> Aufgabenstellung: Gib den folgenden Auszug aus der Landtagsdrucksache vollständig und wortgetreu wieder.

> Auszug:
Landtag von Baden-Württemberg – 12. Wahlperiode Drucksache 12 / 1670:
Ein Abgeordneter der SPD erwähnt, es komme, wenn man sich näher mit den Abordnungen beschäftige, Erstaunliches zutage. Manche Richter würden allein aufgrund ihres Alters nicht mehr zu Abordnungen zugelassen; die Tochter eines früheren Ministers sei im Alter von 36 Jahren an den Bundesgerichtshof abgeordnet worden. Dies habe zu Unruhe bei den Richterinnen und Richtern geführt, und deshalb sollte man hier eine Änderung ins Auge fassen. Er beantrage, eine schriftliche Stellungnahme des Vereins der Richter und Staatsanwälte einzuholen und vor der Zweiten Beratung des Gesetzentwurfs diese Stellungnahme im Ausschuß zu diskutieren. Der Ausschuß stimmt diesem Antrag des Abgeordneten der SPD einstimmig zu und beschließt gleichzeitig, die weitere Beratung des Gesetzentwurfs zu vertagen.
In der 9. Sitzung des Ständigen Ausschusses am 10. Juli 1997, zu der allen Ausschußmitgliedern die Stellungnahmen der Neuen Richtervereinigung Baden-Württemberg e. V. vom 10. April 1997 sowie des DRB – Verein der Richter und Staatsanwälte in Baden-Württemberg e. V. – vom 31. Mai 1997 zum Gesetzentwurf der Fraktion der SPD zur Änderung des Landesrichtergesetzes vorlagen, wurden diese am 17. April 1997 unterbrochenen Ausschußberatungen fortgesetzt.

(Ausgangsdatensätze)
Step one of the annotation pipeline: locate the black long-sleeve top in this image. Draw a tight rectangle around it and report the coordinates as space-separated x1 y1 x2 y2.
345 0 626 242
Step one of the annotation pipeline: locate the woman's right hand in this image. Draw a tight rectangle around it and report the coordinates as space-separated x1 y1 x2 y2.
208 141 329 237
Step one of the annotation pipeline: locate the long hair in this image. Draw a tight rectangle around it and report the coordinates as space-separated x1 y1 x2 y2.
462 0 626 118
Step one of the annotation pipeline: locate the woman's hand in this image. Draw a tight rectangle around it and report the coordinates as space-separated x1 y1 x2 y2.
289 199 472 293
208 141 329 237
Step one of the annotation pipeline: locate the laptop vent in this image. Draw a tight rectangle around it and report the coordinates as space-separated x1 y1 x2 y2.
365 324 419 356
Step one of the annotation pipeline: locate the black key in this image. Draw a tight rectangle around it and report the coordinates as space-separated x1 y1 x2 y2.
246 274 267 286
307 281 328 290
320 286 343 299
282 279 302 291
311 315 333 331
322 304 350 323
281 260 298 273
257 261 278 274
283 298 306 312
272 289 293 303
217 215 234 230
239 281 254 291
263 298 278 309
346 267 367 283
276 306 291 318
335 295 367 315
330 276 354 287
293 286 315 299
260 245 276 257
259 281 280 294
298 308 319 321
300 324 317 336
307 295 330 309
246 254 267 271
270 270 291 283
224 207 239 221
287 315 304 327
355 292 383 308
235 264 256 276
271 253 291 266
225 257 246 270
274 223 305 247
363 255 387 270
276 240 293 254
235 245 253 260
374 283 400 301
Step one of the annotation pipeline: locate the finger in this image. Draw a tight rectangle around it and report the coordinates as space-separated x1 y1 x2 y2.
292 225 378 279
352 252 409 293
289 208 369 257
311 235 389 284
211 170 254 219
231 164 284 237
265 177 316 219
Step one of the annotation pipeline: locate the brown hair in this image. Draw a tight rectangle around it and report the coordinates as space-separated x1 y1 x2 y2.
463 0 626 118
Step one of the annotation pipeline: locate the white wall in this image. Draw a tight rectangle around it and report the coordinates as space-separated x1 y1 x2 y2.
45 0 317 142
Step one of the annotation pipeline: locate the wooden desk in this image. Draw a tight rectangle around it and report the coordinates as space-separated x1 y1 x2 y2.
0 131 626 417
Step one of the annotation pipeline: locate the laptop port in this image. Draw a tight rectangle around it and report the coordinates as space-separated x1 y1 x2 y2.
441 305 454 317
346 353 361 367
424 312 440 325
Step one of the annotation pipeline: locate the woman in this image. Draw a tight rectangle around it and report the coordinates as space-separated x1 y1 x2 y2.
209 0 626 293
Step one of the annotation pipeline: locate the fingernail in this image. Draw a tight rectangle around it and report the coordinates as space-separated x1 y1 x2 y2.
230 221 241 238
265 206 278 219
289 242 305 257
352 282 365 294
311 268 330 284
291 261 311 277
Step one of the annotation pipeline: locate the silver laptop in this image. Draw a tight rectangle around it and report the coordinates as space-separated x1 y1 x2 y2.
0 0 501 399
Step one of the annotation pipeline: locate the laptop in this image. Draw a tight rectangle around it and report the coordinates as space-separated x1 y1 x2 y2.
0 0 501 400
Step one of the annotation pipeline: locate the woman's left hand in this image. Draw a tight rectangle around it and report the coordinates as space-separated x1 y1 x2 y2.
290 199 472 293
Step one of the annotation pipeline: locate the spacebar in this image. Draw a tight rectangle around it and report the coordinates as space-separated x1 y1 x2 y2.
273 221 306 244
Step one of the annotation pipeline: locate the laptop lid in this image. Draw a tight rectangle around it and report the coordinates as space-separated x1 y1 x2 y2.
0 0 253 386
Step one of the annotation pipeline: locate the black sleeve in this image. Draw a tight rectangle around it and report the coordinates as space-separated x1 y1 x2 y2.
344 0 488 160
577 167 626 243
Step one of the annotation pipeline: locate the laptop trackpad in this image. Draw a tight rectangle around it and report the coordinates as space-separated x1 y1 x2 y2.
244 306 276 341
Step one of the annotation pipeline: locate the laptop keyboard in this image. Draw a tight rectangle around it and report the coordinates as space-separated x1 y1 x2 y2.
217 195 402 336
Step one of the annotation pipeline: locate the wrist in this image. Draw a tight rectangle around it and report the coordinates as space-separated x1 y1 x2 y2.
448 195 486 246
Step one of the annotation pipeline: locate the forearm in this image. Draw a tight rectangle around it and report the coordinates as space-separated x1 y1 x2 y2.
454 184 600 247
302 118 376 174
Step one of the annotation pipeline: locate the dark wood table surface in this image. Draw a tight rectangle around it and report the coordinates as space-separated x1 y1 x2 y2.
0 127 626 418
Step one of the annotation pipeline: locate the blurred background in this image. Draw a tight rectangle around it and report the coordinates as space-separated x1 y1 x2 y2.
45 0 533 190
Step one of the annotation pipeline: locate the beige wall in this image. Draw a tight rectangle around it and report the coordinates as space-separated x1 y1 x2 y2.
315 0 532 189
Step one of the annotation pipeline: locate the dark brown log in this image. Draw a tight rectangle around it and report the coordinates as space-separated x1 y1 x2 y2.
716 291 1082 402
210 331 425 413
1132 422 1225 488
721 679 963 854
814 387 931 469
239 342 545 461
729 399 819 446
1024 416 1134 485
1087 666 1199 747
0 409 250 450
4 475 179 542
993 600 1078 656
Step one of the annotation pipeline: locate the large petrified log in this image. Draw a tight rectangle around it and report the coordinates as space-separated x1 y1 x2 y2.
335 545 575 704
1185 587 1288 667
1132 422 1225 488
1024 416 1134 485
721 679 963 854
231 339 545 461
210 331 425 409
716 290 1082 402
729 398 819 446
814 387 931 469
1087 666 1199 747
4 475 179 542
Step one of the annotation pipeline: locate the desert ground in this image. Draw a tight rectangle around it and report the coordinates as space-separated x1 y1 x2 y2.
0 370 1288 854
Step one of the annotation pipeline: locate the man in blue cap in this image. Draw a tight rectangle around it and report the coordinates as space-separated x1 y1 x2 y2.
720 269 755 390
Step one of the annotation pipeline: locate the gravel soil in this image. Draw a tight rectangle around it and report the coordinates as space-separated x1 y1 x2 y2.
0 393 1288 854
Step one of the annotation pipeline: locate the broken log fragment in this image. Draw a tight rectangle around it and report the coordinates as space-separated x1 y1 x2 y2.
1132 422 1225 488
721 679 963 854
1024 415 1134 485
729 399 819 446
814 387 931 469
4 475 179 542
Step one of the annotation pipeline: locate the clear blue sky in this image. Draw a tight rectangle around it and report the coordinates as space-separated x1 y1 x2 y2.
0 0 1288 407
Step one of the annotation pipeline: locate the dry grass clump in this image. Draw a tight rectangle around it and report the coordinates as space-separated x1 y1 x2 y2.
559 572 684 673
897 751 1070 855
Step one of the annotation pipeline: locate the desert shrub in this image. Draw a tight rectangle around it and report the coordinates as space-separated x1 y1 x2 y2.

> Richtiges Ergebnis:
Landtag von Baden-Württemberg – 12. Wahlperiode Drucksache 12 / 1670:
Ein Abgeordneter der SPD erwähnt, es komme, wenn man sich näher mit den Abordnungen beschäftige, Erstaunliches zutage. Manche Richter würden allein aufgrund ihres Alters nicht mehr zu Abordnungen zugelassen; die Tochter eines früheren Ministers sei im Alter von 36 Jahren an den Bundesgerichtshof abgeordnet worden. Dies habe zu Unruhe bei den Richterinnen und Richtern geführt, und deshalb sollte man hier eine Änderung ins Auge fassen. Er beantrage, eine schriftliche Stellungnahme des Vereins der Richter und Staatsanwälte einzuholen und vor der Zweiten Beratung des Gesetzentwurfs diese Stellungnahme im Ausschuß zu diskutieren. Der Ausschuß stimmt diesem Antrag des Abgeordneten der SPD einstimmig zu und beschließt gleichzeitig, die weitere Beratung des Gesetzentwurfs zu vertagen.
In der 9. Sitzung des Ständigen Ausschusses am 10. Juli 1997, zu der allen Ausschußmitgliedern die Stellungnahmen der Neuen Richtervereinigung Baden-Württemberg e. V. vom 10. April 1997 sowie des DRB – Verein der Richter und Staatsanwälte in Baden-Württemberg e. V. – vom 31. Mai 1997 zum Gesetzentwurf der Fraktion der SPD zur Änderung des Landesrichtergesetzes vorlagen, wurden diese am 17. April 1997 unterbrochenen Ausschußberatungen fortgesetzt.